- Coat of arms of Spain
- Incumbent Ander Ruiz de Gopegui Aramburu since 29 July 2026
- Ministry of Foreign Affairs Secretariat of State for the European Union
- Style: The Most Excellent
- Residence: Belgrade
- Nominator: The Foreign Minister
- Appointer: The Monarch
- Term length: At the government's pleasure
- Inaugural holder: Fernando Olivié González-Pumariega
- Formation: 1977
- Website: Mission of Spain to Serbia

= List of ambassadors of Spain to Serbia =

The ambassador of Spain to Serbia is the official representative of the Kingdom of Spain to the Republic of Serbia. It is also accredited to Montenegro.

In 1910, Spain sent an envoy to Belgrade. With the rank of resident minister, Manuel Multedo y Cortina represented Spanish interest in Sofia, Bucharest and Belgrade. Once the Kingdom of Yugoslavia was established, Spain recognized it and established permanent relations. Diplomatic relations were severed after the fall of the monarchy and were not reestablished until 1977, when Spain transitioned to democracy and restored diplomatic relations with the socialist republics. That same year, Spain established an embassy-rank diplomatic mission based in Belgrade.

== Jurisdiction ==

- Serbia: The Embassy in Belgrado has existed since the 1910s and its primary jurisdiction has been the governments based in Belgrade, currently the Republic of Serbia. For historic reasons, it also serves as ambassador to Montenegro. The Embassy offers consular protection to both countries, except Kosovo, which is responsibility of the ambassador of Spain to North Macedonia.

The ambassador is also accredited to:

- Montenegro: Spain has kept diplomatic relations with Montenegro since it was part of Yugoslavia, although official relations with independent Montenegro were established on 16 June 2006. Spain has an honorary consulate in Podgorica.

[Data excerpt]
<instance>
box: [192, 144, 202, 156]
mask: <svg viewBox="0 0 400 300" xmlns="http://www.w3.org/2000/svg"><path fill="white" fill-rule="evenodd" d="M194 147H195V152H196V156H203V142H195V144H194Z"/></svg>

[Problem set]
a: Using the page on Spain's ambassadors to Serbia, decide whether each statement agrees with it: (i) Spain's diplomatic relations were reestablished in 1977; (ii) the embassy in Belgrade gives consular protection for Kosovo; (iii) Spain has an honorary consulate in Podgorica. For each, answer yes or no and quote the deciding words from the page.
b: From the page on Spain's ambassadors to Serbia, extract the passage starting at "The ambassador of Spain to Serbia" and ending at "accredited to Montenegro.".

[Task-by-task solutions]
a:
(i) Yes: "were not reestablished until 1977"
(ii) No: "except Kosovo, which is responsibility of the ambassador of Spain to North Macedonia"
(iii) Yes: "Spain has an honorary consulate in Podgorica."

b:
The ambassador of Spain to Serbia is the official representative of the Kingdom of Spain to the Republic of Serbia. It is also accredited to Montenegro.